Task statement:
Extract all records. Keep each one exact.

(Coordinate annotation records)
——————————

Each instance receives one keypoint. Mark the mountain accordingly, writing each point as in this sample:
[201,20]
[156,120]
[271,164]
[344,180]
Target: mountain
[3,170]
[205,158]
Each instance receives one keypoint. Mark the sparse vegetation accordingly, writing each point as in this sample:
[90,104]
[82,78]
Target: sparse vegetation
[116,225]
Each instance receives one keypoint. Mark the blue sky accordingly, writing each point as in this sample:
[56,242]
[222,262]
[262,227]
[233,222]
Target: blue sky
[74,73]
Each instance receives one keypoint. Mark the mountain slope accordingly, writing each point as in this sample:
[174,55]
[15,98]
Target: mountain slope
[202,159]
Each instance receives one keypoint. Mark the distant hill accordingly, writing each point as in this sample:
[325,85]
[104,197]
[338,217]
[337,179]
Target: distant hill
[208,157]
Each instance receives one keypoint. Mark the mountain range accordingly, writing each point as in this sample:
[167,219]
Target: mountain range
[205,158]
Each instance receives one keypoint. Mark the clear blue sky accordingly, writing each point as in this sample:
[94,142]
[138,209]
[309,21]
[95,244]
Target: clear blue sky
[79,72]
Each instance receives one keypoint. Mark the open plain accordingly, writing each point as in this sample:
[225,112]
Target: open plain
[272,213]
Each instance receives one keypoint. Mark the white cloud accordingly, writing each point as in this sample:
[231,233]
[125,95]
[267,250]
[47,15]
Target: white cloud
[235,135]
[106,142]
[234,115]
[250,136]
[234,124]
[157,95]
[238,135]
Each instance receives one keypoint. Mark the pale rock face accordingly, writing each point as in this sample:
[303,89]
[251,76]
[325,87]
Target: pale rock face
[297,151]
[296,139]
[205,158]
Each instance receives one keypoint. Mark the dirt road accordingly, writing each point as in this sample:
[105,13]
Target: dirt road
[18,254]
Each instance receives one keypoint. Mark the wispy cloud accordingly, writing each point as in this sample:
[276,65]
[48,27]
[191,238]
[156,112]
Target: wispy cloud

——————————

Solution for this problem:
Each instance receives one keypoint. Mark the mountain accordingly, writing each point as in this sample:
[201,20]
[156,120]
[271,164]
[344,180]
Target: mountain
[3,170]
[205,158]
Each instance receives one keypoint. Mark the sparse vegetation accordingly, writing each point as in this sample:
[90,104]
[82,78]
Target: sparse vegetation
[116,225]
Each instance receives one keypoint. Mark the blue sky accordingly, writing each point as in this sample:
[56,242]
[222,262]
[262,227]
[233,222]
Target: blue sky
[74,73]
Each instance receives one keypoint. Mark the mountain slope accordingly, writing each point as in this sample:
[174,55]
[15,98]
Target: mountain slope
[202,159]
Each instance receives one keypoint. Mark the distant hill accordingly, writing each point as in this sample:
[325,85]
[104,197]
[338,217]
[337,179]
Target: distant hill
[208,157]
Each instance receives one keypoint. Mark the mountain range accordingly, writing each point as in this sample:
[167,219]
Target: mountain range
[205,158]
Each instance receives one keypoint. Mark the clear blue sky accordingly, writing each point as in this sample:
[94,142]
[138,209]
[309,21]
[95,244]
Target: clear blue sky
[79,72]
Each instance receives one keypoint. Mark the open plain accordingly, writing each point as in this sample:
[225,112]
Target: open plain
[272,213]
Each instance receives one keypoint. Mark the white cloud accordingly, writing each point as in this sample:
[231,233]
[125,95]
[267,250]
[47,15]
Target: white cloud
[235,135]
[106,142]
[234,115]
[250,136]
[234,124]
[157,95]
[238,135]
Each instance receives one keypoint. Mark the pale rock face accordingly, writing each point as in this sample:
[303,89]
[251,76]
[325,87]
Target: pale rock face
[297,151]
[296,139]
[205,158]
Each instance receives one keypoint. Mark the dirt road accordingly, writing each point as in this sample:
[105,13]
Target: dirt road
[18,254]
Each instance receives one keypoint. Mark the wispy cloud accordingly, writing each point as in this sample:
[276,65]
[48,27]
[191,238]
[156,112]
Target: wispy cloud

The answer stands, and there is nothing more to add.